## What the exercise asks
Your task is to transcribe the records exactly, skipping every image.

## Given information
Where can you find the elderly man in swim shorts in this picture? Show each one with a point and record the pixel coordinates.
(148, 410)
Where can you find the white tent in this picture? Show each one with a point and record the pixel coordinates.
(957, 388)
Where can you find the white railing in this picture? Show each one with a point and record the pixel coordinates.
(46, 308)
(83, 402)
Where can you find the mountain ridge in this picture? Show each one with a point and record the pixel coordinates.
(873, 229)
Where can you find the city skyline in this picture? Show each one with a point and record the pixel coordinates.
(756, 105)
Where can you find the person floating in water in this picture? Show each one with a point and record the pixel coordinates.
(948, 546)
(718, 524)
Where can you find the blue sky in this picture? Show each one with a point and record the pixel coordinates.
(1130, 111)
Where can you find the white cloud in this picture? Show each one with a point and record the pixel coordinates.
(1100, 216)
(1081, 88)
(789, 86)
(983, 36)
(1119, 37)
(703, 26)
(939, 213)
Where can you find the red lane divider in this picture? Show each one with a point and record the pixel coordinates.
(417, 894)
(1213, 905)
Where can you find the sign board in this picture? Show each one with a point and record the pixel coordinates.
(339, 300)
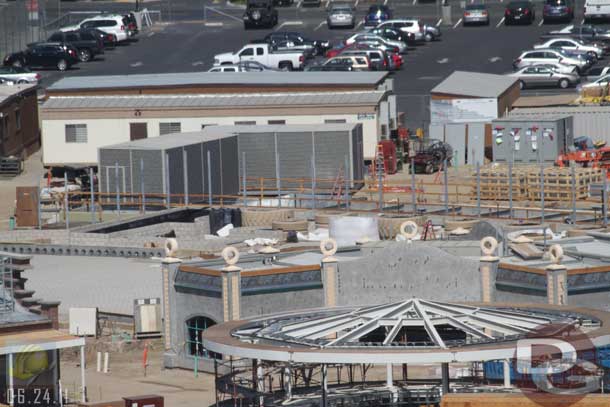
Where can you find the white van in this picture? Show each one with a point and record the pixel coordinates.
(597, 9)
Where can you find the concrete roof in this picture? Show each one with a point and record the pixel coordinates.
(8, 91)
(215, 101)
(474, 84)
(218, 78)
(218, 132)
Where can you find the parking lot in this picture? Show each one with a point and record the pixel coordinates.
(199, 31)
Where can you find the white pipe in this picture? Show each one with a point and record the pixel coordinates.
(82, 374)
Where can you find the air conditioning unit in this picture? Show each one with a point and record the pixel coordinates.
(147, 318)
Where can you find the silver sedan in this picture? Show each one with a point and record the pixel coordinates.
(341, 15)
(542, 75)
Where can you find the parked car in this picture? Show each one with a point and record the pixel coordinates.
(542, 56)
(263, 53)
(570, 44)
(341, 15)
(581, 32)
(592, 75)
(476, 14)
(394, 34)
(597, 10)
(87, 44)
(378, 60)
(414, 26)
(544, 75)
(19, 74)
(601, 82)
(111, 24)
(431, 158)
(260, 13)
(519, 12)
(377, 14)
(319, 46)
(358, 62)
(377, 41)
(44, 54)
(555, 10)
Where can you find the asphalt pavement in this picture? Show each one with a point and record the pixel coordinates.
(197, 31)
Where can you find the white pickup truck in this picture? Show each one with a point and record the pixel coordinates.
(263, 53)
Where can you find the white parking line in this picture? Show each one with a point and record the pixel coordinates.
(284, 24)
(319, 25)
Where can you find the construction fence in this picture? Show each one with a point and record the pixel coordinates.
(526, 193)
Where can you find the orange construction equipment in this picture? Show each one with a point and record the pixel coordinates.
(587, 154)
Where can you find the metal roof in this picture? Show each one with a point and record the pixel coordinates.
(210, 133)
(218, 78)
(215, 101)
(8, 91)
(475, 84)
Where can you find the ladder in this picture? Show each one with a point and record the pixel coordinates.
(428, 231)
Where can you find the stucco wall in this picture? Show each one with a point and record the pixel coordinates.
(104, 132)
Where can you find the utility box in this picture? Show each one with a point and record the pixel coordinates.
(144, 401)
(528, 141)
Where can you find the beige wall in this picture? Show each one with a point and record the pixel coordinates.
(103, 132)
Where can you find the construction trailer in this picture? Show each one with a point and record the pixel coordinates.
(331, 152)
(531, 140)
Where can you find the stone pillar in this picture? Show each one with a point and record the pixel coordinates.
(488, 266)
(329, 272)
(50, 310)
(556, 278)
(231, 285)
(169, 267)
(506, 369)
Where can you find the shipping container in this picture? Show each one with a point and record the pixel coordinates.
(179, 161)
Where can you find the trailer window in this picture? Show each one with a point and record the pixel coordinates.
(76, 133)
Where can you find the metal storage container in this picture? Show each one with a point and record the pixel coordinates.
(529, 140)
(175, 162)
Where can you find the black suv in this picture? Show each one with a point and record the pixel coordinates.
(319, 47)
(260, 13)
(87, 44)
(45, 54)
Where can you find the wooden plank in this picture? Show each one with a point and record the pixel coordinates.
(527, 251)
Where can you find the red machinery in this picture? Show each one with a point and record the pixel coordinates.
(587, 154)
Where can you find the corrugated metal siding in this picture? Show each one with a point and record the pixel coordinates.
(260, 154)
(590, 121)
(176, 172)
(194, 163)
(108, 160)
(330, 149)
(153, 171)
(230, 166)
(295, 150)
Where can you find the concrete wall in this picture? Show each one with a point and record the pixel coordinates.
(402, 271)
(104, 132)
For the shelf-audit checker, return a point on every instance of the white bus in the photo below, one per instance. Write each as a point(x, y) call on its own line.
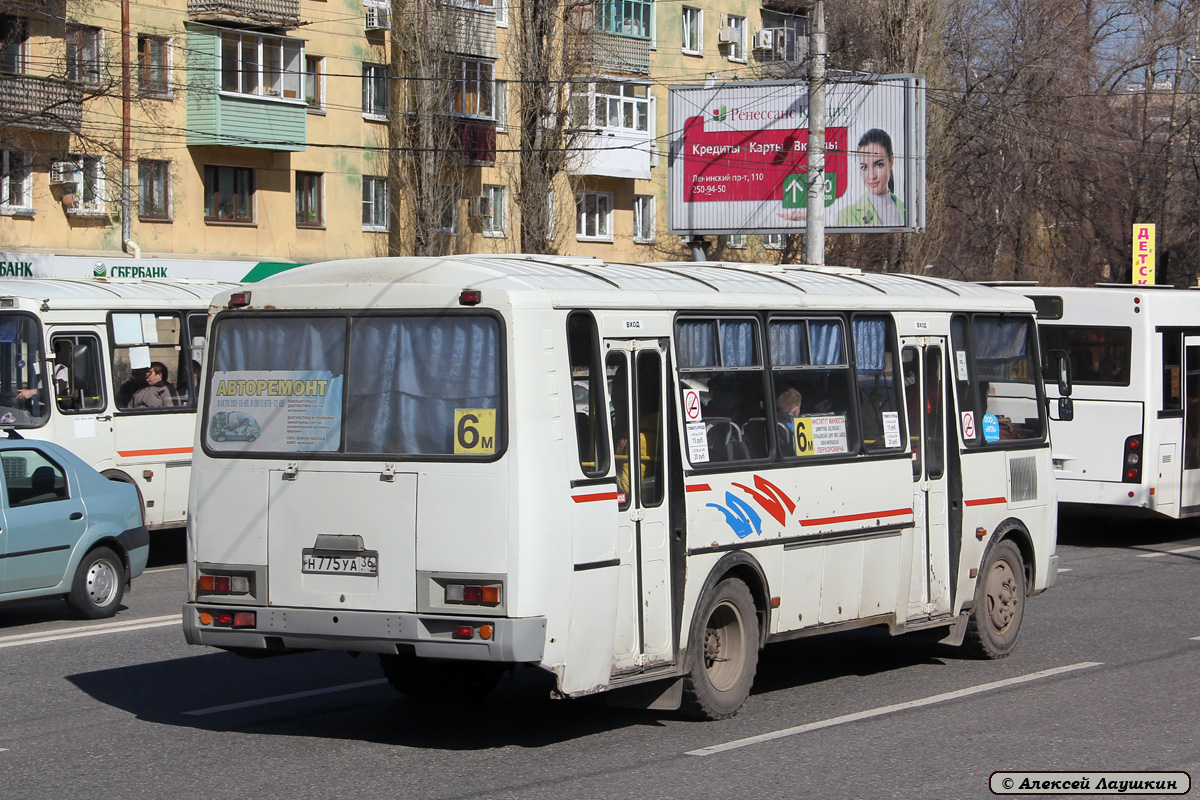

## Exercise solution
Where can you find the elderly man in swim shorts in this picture? Show each one with a point and record the pixel coordinates.
(148, 410)
Where can you find the white tent in this picture? Show each one with a point and record the pixel coordinates.
(957, 388)
Where can you find the white railing in this picture? Show each one with a point and record the pixel coordinates.
(46, 308)
(83, 402)
Where can you find the mountain ridge in this picture? Show each one with a point and record the pixel coordinates.
(873, 229)
Where can you find the city skyline in this picture? Show each one with a point and record the pixel coordinates.
(756, 105)
Where can you find the person floating in water in this picture? Show each one with a point and record the pixel coordinates.
(948, 546)
(718, 524)
Where can you find the blue sky in this picture? Show each one with a point and record the pixel coordinates.
(1130, 111)
Where can you find the white cloud in this picture? Show each one with a point and record the pixel coordinates.
(1100, 216)
(1081, 88)
(789, 86)
(983, 36)
(1119, 37)
(703, 26)
(939, 213)
Where can you find the red lane divider in this picture? Show each one with a point and record the pixel coordinates.
(417, 894)
(1213, 905)
Where can you find the sign board in this picture? Show each one with a point and record the pixel coordinates.
(339, 300)
Where can you find the white van in this picture? Show each one with a point and record the pixel coordinates.
(597, 9)
Where can you find the concrete roof in this picture? Show each one with a point and record the pixel coordinates.
(8, 91)
(215, 101)
(474, 84)
(218, 78)
(218, 132)
Where can you find the parking lot in this picture? Show each one with a point and record the pixel coordinates.
(199, 31)
Where can you find the white pipe in this picture? Show each one with a point and record the pixel coordinates.
(82, 374)
Where can you find the air conditioning unit in this picture? Show each one with a point and record the pixel coordinates.
(147, 318)
Where can you find the silver sedan in this picture? Show each one with a point and record the pixel coordinates.
(341, 15)
(542, 75)
Where can you find the parked car in this picture? Show each one with a point and record the pixel coordinates.
(542, 56)
(263, 53)
(570, 44)
(341, 15)
(581, 32)
(592, 75)
(476, 14)
(394, 34)
(597, 10)
(87, 44)
(378, 60)
(414, 26)
(544, 75)
(19, 74)
(601, 82)
(111, 24)
(431, 158)
(260, 13)
(519, 12)
(377, 14)
(319, 46)
(358, 62)
(377, 41)
(44, 54)
(555, 10)
Where can you find the asphalt pavement in this picture? Show each one with a point and record the pixel coordinates.
(197, 31)
Where can you find the white pickup truck in this picture? Show each one with a point and record the pixel coordinates.
(263, 53)
Where can you find the white parking line in this picture? Show each one with a point and record the pixel coordinates.
(284, 24)
(319, 25)
Where can you find the construction fence in this picture? Show each one with a point and record the pixel coordinates.
(526, 193)
Where can you find the orange construction equipment in this picture? Show each one with a point and record the pixel coordinates.
(587, 154)
Where can you find the metal roof in this picture? Show each one with a point and record the pixel coordinates.
(210, 133)
(218, 78)
(215, 101)
(8, 91)
(475, 84)
Where can you find the ladder in this picture? Show each one with a point and record the pixel coordinates.
(428, 231)
Where can you find the stucco wall in this picture? Show each one with a point and record the pixel coordinates.
(104, 132)
Where can you find the utility box in this picture? Show each one with a point and record the pixel coordinates.
(144, 401)
(528, 141)
Where can you find the beige wall in this picture? Show each one with a point and record the pixel coordinates.
(103, 132)
Where can you find the construction trailer in this picture? Show each one with a point and record the pixel coordinates.
(331, 152)
(531, 140)
Where can you find the stone pillar in this picture? Show each one with a point and record the pixel coordinates.
(488, 266)
(329, 272)
(50, 310)
(556, 278)
(231, 285)
(169, 267)
(506, 369)
Where can you find the shipping container in this picture? Show each one with a point and record the pixel coordinates.
(179, 161)
Where can you find the trailer window in this picture? Show each one with a point and record the pixel coordinates.
(76, 133)
Where can you find the metal storage container in this picture? Show each one with a point and record the pixel coordinates.
(529, 140)
(175, 162)
Where can you find the black suv in this picture? Show each one with a point and record the pixel coordinates.
(319, 47)
(260, 13)
(87, 44)
(45, 54)
Where can you find the wooden plank in this picture? Show each one with a point and record the pixel coordinates.
(527, 251)
Where can you find the red machinery in this picture? Show each one with a point and record the pixel coordinates.
(587, 154)
Where can you find the corrugated metal siding in this picture? Show each one with a point and record the pixel coordinates.
(260, 154)
(590, 121)
(176, 172)
(194, 163)
(108, 160)
(330, 149)
(153, 171)
(230, 166)
(295, 150)
Where can you find the concrete wall in this picture? Show each one with a point and record the pixel coordinates.
(402, 271)
(104, 132)
For the shelf-audit checker, return a point on every instance of the white bus in the photo below, one per instance. Write each as a point(x, y) call on its own line.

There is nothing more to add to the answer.